◆ TEXT SECTION
◆ ◆ ◆ ◆

January 26, 2018, 1:00 pm - 2:00 pm

January 26, 1:00 pm - 2:00 pm

How do Filaments Evolve in the Low Solar Corona? A Coupled Investigation of Remote-sensing and In-situ Observations

Manan Kocher (University of Michigan)

Our scientific interest in the physics of Coronal Mass Ejections (CMEs) spans: determining their behavior in near-Earth space where they can be consequential to our technological infrastructure, understanding their spatial and kinematic evolution in the heliosphere based on how they interact with the ambient solar wind, and dissecting the dynamic processes that lead to their formation at their solar source. Held in place by magnetic fields, filaments are large regions of dense and cold plasma that frequently erupt to form the core of CMEs. Energetics of CME cores can provide credible estimates of the energetics of the CME itself; thus, it becomes vital to examine the generation and release of CMEs associated with filament eruptions.

A case study of a filament eruption associated with a geo-effective ICME is presented. Multi-instrument remote-sensing and in-situ observations are employed in an empirical analysis of the evolution of the filament plasma's properties for the first hour of its journey through the low solar corona. The time evolution of density and temperature are presented, measured using absorption diagnostics on SDO/AIA multi-wavelength images. Kinematics of the filament eruption using white-light observations from twin-STEREO spacecraft are discussed. The Michigan Ionization Code was used to compute the ionization history of the CME core before freeze-in, allowing us to relate the low solar corona observations to in-situ measurements from ACE/SWICS near the time of Earth-intercept. Composition estimates also assist in testing ionization equilibrium approximations for CME core plasmas in the low solar corona.

◆ ◆ ◆ ◆

◆ DATA SECTION
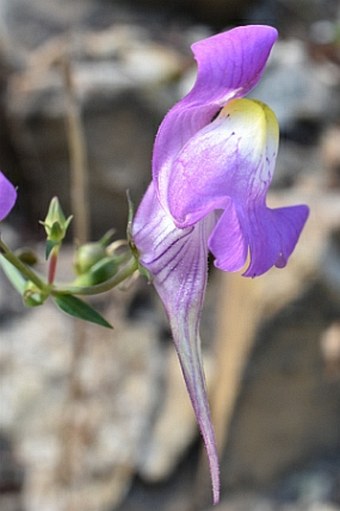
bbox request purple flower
[0,172,17,221]
[132,26,308,503]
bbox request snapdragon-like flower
[132,26,308,503]
[0,172,17,221]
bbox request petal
[153,25,277,205]
[209,205,309,277]
[244,205,309,277]
[208,200,249,271]
[168,99,279,227]
[0,172,17,221]
[132,184,219,502]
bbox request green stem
[51,257,138,296]
[0,239,50,293]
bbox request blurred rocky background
[0,0,340,511]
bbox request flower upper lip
[132,25,308,503]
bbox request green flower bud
[75,256,119,287]
[40,197,72,244]
[74,242,107,275]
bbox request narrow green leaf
[53,294,113,328]
[0,254,26,295]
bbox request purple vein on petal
[132,184,219,503]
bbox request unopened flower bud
[41,197,72,244]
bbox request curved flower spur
[132,26,308,503]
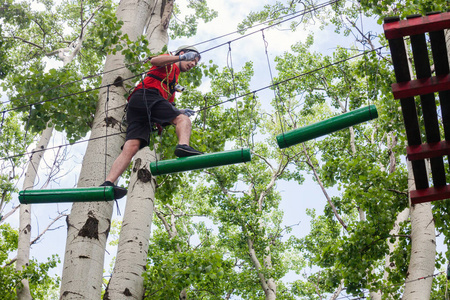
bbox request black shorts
[126,89,181,148]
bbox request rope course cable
[261,30,286,147]
[0,46,386,160]
[196,46,386,112]
[0,0,340,108]
[336,271,445,300]
[2,0,340,116]
[227,42,243,147]
[201,0,340,53]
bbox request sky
[2,0,442,298]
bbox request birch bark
[402,161,436,300]
[16,127,53,300]
[104,1,173,299]
[103,147,156,300]
[60,0,154,299]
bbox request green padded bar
[150,148,251,175]
[19,186,114,204]
[277,105,378,149]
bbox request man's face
[180,51,198,72]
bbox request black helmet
[175,45,202,61]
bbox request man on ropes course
[101,46,203,193]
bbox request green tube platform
[19,186,114,204]
[277,105,378,149]
[150,148,251,175]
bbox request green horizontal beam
[150,148,251,175]
[19,186,114,204]
[277,105,378,148]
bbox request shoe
[100,181,127,199]
[175,144,203,157]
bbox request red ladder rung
[409,185,450,204]
[391,74,450,99]
[383,12,450,40]
[406,141,450,161]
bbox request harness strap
[147,73,177,94]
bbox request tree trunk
[402,161,436,300]
[103,147,156,300]
[104,1,173,299]
[16,127,53,300]
[60,0,154,299]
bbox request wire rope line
[196,46,386,112]
[104,85,109,181]
[336,271,445,300]
[261,30,287,144]
[0,46,386,160]
[227,42,242,148]
[0,0,340,109]
[199,0,340,53]
[0,132,123,160]
[1,0,340,112]
[188,0,340,52]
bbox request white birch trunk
[103,147,156,300]
[16,127,53,300]
[104,1,172,300]
[402,161,436,300]
[60,0,153,300]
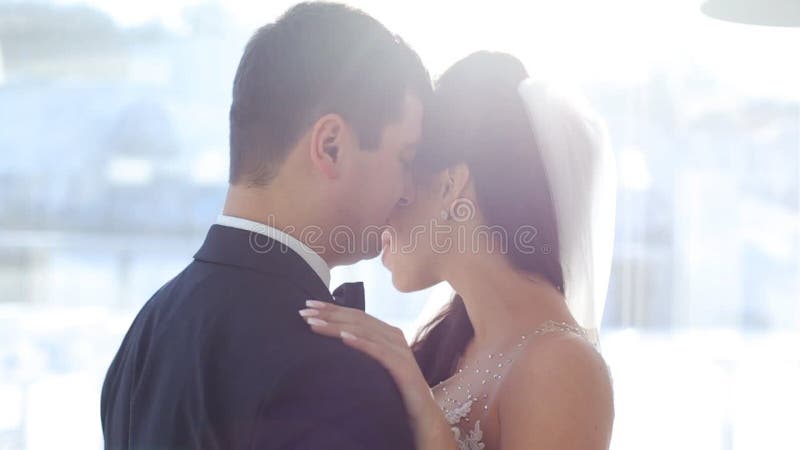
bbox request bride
[300,52,614,450]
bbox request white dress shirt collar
[217,214,331,289]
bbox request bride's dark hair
[412,52,564,386]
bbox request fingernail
[339,331,358,341]
[306,300,325,308]
[306,317,328,327]
[298,309,319,317]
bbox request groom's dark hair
[229,3,431,185]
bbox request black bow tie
[333,281,364,311]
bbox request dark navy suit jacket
[101,225,413,450]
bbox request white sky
[50,0,800,100]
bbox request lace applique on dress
[433,321,591,450]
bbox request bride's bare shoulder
[498,332,614,449]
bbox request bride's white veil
[519,79,616,344]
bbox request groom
[101,3,431,450]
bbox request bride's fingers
[299,300,405,341]
[305,316,408,351]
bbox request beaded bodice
[433,321,589,450]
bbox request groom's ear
[309,114,345,179]
[441,163,470,201]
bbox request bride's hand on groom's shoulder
[299,300,430,400]
[299,300,455,449]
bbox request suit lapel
[194,225,333,301]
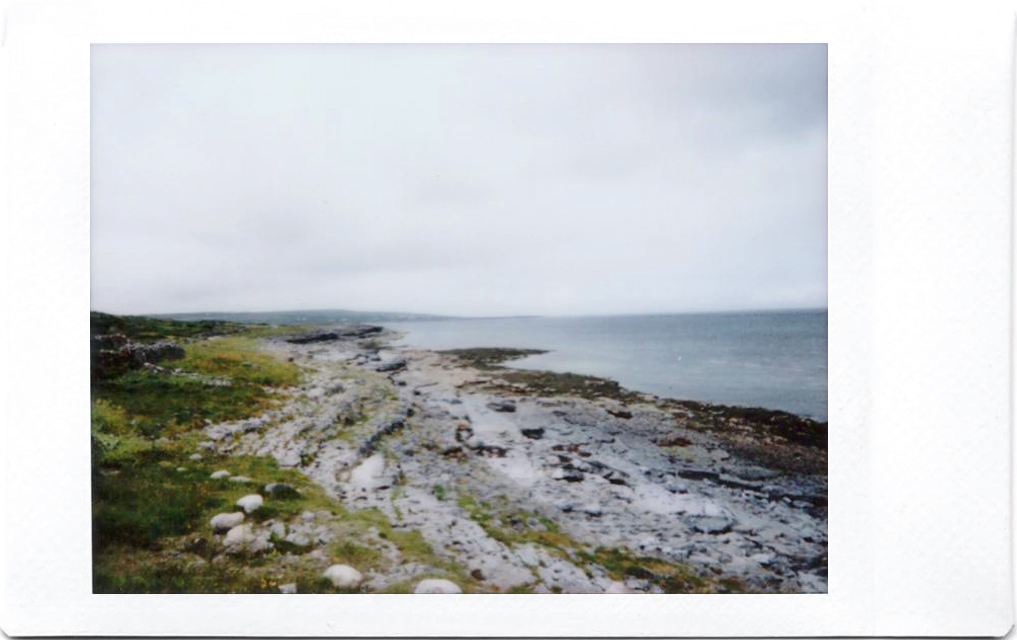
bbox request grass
[93,337,301,437]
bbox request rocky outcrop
[202,331,827,593]
[283,325,384,345]
[91,334,185,380]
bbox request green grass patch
[178,337,300,387]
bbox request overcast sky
[92,45,827,315]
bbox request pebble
[322,565,364,589]
[210,511,244,533]
[413,578,463,593]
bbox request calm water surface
[384,311,827,420]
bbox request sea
[381,310,827,421]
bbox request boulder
[264,482,300,499]
[604,581,636,593]
[211,511,244,533]
[374,358,406,373]
[230,494,264,514]
[223,524,273,556]
[685,516,734,535]
[322,565,364,589]
[413,578,463,593]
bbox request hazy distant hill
[148,309,447,325]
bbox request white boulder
[413,578,463,593]
[223,524,272,555]
[323,565,364,588]
[604,581,636,593]
[237,493,264,514]
[212,511,244,533]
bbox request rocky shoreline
[198,328,827,593]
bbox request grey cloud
[92,45,827,314]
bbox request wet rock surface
[204,328,827,593]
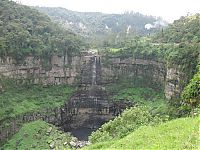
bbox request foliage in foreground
[3,120,71,150]
[182,64,200,107]
[89,107,166,143]
[0,80,74,120]
[85,117,200,149]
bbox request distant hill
[0,0,82,62]
[35,7,167,37]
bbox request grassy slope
[0,81,74,120]
[85,117,200,149]
[3,120,71,150]
[108,87,168,114]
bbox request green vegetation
[90,107,167,143]
[85,117,200,149]
[0,80,74,120]
[182,65,200,109]
[112,87,168,115]
[3,120,72,150]
[0,0,82,64]
[154,14,200,43]
[34,7,167,48]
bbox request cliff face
[102,58,187,99]
[0,53,184,99]
[0,55,81,85]
[102,58,166,90]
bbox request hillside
[85,117,200,150]
[35,7,167,44]
[0,0,83,63]
[3,120,72,149]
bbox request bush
[89,107,166,143]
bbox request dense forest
[0,0,200,149]
[0,0,81,63]
[35,7,168,46]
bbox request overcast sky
[15,0,200,22]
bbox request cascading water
[92,56,97,86]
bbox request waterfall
[92,56,97,86]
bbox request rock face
[165,66,187,99]
[0,55,81,85]
[102,58,167,89]
[0,52,185,99]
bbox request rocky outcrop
[0,55,81,85]
[165,65,188,99]
[102,58,166,88]
[0,52,185,99]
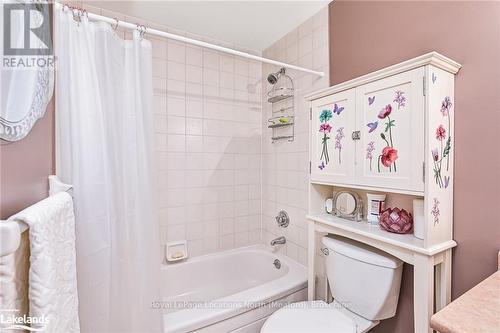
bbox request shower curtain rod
[55,2,325,77]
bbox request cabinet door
[355,68,425,191]
[310,89,356,184]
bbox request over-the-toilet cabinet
[306,52,460,247]
[311,67,425,191]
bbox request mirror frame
[0,68,54,142]
[333,191,363,221]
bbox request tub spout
[271,236,286,246]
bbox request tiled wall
[152,32,262,256]
[76,2,329,264]
[262,8,329,264]
[79,2,262,256]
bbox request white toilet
[261,236,403,333]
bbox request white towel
[10,192,80,333]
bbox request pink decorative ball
[379,208,413,234]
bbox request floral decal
[366,90,407,172]
[431,96,452,188]
[366,141,375,171]
[318,103,345,170]
[319,110,332,165]
[377,104,398,172]
[393,90,406,110]
[366,121,378,133]
[431,198,441,225]
[335,127,345,164]
[441,96,452,171]
[319,110,332,123]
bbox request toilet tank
[322,236,403,320]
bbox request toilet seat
[260,301,356,333]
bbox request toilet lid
[260,301,356,333]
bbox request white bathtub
[162,246,307,333]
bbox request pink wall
[0,100,55,219]
[330,1,500,332]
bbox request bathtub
[162,246,307,333]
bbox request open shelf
[306,213,446,254]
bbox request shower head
[267,68,285,84]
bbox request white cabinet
[356,68,424,191]
[311,89,356,184]
[306,52,461,333]
[310,67,425,192]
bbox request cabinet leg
[413,255,434,333]
[436,249,451,311]
[307,221,316,301]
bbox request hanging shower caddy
[267,68,295,143]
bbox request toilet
[260,235,403,333]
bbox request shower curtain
[55,10,161,332]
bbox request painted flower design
[319,109,333,166]
[378,104,392,119]
[319,123,332,133]
[431,148,439,162]
[393,90,406,110]
[441,96,452,117]
[431,198,441,225]
[335,127,345,164]
[366,141,375,171]
[431,96,452,188]
[436,125,446,141]
[319,110,332,123]
[380,146,398,168]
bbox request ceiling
[84,0,331,51]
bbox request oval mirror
[333,191,361,220]
[0,6,54,141]
[335,192,356,215]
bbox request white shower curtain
[55,10,161,332]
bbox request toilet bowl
[261,236,403,333]
[260,301,378,333]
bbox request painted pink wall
[329,0,500,332]
[0,100,55,219]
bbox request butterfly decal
[366,121,378,133]
[333,103,344,115]
[444,176,450,188]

◆ ◆ ◆ ◆

◆ YOUR ASSIGNMENT
Extend the seminar abstract on filament eruptions in the low solar corona, beginning after its final sentence. The rows play no part in this exercise.

◆ WRITTEN ANSWER
A fundamental limitation of current plasma diagnostic techniques is the need to neglect either emission or absorption contributions in certain wavelength channels. This limits our ability to use numerous observations available to us, and increases uncertainties in the measurements made. In the final portion of this seminar, a diagnostic technique will be presented that uses EUV and UV observations and notably allows for contributions from both absorption and emission to be considered. The results of this investigation allow for a more robust examination of the behavior of CME core dynamics at high-cadence, and determine the time evolution of the CME core energetics in the low solar corona.